*Work instructions*. Beginning with the first line, copy out each line of the material until the line containing "Can you find the distant coastline?" has been copied as well.

*Exercise data*.
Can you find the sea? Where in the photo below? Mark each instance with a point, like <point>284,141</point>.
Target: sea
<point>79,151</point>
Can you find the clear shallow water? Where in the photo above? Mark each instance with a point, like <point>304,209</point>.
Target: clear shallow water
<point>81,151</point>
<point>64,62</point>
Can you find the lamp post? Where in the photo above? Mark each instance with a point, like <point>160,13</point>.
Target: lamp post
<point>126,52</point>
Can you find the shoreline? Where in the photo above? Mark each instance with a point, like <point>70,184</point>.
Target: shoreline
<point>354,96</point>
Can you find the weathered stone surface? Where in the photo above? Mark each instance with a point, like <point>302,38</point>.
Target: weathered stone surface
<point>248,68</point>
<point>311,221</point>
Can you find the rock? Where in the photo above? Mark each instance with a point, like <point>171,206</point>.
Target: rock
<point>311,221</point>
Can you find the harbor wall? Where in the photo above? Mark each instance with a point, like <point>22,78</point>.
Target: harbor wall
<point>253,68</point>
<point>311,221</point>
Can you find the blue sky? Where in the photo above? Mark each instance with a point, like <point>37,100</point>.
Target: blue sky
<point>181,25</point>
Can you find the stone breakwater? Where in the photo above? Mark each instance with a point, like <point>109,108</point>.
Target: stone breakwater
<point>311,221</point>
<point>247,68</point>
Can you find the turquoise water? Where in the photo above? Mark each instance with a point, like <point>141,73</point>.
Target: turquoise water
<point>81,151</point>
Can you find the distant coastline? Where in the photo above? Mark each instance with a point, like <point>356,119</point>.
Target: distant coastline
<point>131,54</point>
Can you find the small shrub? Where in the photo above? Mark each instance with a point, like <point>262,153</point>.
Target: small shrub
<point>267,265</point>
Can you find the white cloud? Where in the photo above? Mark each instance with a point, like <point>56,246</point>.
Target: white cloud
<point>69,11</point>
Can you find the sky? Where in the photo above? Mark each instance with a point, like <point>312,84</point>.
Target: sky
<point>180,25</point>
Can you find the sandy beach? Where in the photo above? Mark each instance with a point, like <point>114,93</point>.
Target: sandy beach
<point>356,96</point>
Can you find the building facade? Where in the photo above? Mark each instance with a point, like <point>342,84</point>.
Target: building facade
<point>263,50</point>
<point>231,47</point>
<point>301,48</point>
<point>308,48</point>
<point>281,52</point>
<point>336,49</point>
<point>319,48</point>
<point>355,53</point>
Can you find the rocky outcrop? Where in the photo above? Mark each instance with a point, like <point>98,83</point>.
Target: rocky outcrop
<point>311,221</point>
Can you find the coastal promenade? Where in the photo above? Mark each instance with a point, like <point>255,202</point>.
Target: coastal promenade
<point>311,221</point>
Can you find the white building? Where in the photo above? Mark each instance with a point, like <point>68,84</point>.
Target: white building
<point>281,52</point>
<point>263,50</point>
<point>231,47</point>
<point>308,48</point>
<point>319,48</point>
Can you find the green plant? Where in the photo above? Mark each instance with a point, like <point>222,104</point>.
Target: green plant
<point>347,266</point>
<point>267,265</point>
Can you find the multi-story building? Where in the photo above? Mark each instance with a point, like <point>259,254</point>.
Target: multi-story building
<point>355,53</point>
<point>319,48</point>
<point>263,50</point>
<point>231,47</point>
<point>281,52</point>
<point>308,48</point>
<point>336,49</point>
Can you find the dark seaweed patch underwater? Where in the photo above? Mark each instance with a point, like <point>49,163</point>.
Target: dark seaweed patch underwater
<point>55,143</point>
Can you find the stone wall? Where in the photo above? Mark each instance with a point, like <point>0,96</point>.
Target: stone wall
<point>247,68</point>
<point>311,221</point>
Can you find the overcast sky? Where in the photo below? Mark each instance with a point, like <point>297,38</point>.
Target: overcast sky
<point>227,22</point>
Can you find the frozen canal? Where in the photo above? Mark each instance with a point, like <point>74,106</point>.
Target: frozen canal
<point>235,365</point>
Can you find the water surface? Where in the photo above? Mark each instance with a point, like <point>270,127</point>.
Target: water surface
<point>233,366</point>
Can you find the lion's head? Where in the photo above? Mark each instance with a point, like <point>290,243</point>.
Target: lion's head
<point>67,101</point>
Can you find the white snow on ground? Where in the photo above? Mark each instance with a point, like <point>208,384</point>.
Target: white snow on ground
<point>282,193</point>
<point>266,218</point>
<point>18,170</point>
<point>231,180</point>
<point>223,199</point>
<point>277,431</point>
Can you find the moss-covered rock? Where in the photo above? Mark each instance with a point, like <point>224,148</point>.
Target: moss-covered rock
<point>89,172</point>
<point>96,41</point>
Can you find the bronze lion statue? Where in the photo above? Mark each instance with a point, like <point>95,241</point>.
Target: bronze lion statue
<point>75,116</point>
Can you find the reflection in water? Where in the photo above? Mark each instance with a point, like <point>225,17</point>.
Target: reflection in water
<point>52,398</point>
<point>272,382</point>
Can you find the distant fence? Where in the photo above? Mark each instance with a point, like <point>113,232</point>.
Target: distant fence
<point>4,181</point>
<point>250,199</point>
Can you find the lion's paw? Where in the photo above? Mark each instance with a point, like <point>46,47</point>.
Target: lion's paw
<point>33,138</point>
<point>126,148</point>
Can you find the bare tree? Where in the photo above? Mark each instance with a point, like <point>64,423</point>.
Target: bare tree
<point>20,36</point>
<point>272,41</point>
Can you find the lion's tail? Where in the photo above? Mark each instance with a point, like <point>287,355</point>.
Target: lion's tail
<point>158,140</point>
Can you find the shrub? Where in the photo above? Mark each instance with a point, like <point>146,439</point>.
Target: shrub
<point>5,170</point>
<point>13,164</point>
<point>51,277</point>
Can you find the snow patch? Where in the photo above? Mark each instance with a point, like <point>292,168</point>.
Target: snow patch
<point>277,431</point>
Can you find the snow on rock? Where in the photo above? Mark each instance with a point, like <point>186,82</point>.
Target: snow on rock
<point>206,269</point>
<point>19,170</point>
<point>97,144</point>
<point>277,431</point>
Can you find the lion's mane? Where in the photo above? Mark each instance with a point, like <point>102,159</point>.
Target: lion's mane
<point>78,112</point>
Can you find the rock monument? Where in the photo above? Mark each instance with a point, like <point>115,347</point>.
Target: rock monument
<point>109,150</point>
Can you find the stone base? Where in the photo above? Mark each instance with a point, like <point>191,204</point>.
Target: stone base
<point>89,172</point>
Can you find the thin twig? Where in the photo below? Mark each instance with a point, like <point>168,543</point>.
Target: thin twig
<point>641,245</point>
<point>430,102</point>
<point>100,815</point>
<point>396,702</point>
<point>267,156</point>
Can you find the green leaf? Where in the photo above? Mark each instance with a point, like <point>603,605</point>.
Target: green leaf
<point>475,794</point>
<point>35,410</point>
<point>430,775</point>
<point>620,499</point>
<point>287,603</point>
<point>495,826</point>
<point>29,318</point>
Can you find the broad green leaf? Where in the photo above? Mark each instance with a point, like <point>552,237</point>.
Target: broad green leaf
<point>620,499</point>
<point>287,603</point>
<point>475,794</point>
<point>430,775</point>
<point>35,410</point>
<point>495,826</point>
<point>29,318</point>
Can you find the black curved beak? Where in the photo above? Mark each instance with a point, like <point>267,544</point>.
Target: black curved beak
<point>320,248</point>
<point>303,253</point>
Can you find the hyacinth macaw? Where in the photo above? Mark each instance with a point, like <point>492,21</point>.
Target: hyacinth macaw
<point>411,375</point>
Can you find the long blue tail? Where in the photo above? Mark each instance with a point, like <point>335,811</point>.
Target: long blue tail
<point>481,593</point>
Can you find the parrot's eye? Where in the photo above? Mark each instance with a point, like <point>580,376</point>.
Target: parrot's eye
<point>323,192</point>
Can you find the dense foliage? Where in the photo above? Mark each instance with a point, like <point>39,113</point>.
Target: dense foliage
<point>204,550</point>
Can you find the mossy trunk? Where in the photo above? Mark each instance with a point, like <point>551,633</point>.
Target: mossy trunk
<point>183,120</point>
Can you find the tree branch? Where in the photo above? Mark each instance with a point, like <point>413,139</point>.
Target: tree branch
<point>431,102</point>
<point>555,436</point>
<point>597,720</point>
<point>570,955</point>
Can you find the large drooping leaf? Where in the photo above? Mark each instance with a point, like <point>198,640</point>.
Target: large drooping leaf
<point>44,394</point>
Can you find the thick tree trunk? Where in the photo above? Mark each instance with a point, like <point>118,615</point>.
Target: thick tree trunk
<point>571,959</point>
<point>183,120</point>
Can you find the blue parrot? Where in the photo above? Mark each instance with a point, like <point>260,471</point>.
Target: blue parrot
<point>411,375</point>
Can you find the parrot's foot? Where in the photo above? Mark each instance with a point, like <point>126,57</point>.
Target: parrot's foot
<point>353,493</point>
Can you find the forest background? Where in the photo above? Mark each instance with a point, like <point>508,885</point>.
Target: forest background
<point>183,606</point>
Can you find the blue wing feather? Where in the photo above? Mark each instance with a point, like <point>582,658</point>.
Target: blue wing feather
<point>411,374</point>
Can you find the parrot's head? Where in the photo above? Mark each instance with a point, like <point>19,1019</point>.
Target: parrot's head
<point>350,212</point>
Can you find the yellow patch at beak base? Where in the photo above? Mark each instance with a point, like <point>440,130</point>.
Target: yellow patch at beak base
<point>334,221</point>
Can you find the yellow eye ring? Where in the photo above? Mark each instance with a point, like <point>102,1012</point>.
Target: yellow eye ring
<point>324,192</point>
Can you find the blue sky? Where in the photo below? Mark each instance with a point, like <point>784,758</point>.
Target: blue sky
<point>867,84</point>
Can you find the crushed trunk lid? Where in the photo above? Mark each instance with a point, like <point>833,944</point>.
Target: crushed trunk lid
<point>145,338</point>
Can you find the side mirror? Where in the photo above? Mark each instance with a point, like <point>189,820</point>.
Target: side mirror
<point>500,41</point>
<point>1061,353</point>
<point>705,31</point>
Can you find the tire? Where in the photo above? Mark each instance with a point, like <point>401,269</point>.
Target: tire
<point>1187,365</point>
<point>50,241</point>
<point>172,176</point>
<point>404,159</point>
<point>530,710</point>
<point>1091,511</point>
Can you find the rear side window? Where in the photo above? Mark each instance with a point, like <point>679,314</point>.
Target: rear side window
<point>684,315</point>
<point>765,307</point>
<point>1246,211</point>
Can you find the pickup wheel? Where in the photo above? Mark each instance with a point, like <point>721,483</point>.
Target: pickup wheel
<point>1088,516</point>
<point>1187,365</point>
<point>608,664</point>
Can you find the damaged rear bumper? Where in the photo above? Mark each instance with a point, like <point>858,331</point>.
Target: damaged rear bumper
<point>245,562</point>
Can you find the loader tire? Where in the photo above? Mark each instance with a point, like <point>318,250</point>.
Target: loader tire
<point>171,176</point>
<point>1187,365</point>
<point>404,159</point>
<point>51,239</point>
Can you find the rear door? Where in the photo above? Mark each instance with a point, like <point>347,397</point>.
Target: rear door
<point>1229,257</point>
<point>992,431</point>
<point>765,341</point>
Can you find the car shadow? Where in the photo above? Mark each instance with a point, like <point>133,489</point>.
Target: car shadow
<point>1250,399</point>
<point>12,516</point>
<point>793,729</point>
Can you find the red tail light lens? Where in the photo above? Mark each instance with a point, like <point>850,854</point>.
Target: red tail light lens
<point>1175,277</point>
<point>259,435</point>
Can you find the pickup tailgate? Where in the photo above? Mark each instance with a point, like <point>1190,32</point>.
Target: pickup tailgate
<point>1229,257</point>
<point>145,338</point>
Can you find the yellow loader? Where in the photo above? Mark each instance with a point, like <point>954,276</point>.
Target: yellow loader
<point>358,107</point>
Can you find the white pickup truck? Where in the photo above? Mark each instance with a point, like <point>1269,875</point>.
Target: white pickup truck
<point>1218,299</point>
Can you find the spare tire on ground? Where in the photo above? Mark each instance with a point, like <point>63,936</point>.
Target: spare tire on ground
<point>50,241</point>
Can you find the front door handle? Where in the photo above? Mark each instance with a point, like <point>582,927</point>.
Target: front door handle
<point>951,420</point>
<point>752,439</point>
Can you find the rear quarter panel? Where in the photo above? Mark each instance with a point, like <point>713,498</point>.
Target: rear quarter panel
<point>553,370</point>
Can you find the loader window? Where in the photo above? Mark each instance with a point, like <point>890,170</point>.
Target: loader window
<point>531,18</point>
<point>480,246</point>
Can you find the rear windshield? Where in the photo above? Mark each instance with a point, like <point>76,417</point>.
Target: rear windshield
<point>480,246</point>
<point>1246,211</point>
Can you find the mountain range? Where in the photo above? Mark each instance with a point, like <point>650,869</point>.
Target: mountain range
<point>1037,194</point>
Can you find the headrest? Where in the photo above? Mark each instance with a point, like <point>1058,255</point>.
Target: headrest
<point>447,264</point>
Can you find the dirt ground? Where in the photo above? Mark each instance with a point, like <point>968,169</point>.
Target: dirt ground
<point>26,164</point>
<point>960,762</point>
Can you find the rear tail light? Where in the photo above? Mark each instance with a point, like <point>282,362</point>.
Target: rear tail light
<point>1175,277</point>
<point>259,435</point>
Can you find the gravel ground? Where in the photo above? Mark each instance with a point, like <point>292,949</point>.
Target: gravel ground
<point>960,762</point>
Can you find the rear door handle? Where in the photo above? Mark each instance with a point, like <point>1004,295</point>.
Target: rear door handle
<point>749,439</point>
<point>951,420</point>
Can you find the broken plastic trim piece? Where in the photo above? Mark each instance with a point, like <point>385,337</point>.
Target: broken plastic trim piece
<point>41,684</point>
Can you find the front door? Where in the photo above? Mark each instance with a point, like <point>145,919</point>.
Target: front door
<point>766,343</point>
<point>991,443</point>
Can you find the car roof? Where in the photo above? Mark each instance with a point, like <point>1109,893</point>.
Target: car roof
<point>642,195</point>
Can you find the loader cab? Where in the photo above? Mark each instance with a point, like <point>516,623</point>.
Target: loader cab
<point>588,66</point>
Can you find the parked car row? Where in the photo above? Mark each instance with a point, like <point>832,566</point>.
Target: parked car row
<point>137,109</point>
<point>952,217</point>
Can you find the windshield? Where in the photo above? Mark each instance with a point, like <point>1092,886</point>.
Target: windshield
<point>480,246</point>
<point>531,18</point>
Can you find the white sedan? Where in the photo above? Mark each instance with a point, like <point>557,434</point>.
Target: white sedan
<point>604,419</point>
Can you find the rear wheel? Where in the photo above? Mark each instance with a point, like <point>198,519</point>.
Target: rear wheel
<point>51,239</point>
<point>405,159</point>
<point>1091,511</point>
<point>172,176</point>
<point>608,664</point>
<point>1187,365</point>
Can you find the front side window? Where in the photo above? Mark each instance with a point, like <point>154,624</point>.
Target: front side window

*Completed task*.
Can you find the sea? Where in the photo below? Mark each instance with a point, like <point>284,141</point>.
Target: sea
<point>79,151</point>
Can you find the clear shallow water? Where in the photo above? Mark each instance with a point, like <point>304,209</point>.
Target: clear shallow water
<point>81,151</point>
<point>64,62</point>
Can you find the lamp post? Where in the photo above? Mark each instance with a point, like <point>160,13</point>.
Target: lamp post
<point>126,52</point>
Can you find the shoreline? Where in the photo above? Mark each instance with a point, like <point>70,184</point>.
Target: shoreline
<point>354,96</point>
Can you find the weathered stone surface? Where in the photo above? Mark each instance with a point, like <point>302,38</point>.
Target: weathered stone surface
<point>248,68</point>
<point>311,221</point>
Can you find the rock? Where in the photo above? Mark each instance with a point, like <point>171,206</point>.
Target: rock
<point>311,221</point>
Can you find the harbor wall? Where in the photo above? Mark each instance with a point, like <point>22,78</point>.
Target: harbor wall
<point>253,68</point>
<point>311,221</point>
Can you find the blue sky? Where in the photo above? Mark each instance with a point, like <point>37,100</point>.
Target: blue sky
<point>181,25</point>
Can you find the stone breakwater? Where in the photo above? Mark each instance with a point, like <point>109,108</point>.
Target: stone breakwater
<point>311,221</point>
<point>247,68</point>
Can you find the turquoise water? Where in the photo above? Mark each instance with a point, like <point>141,73</point>.
Target: turquoise water
<point>81,151</point>
Can you find the distant coastline? Where in the photo above? Mark each instance with a point, like <point>356,119</point>.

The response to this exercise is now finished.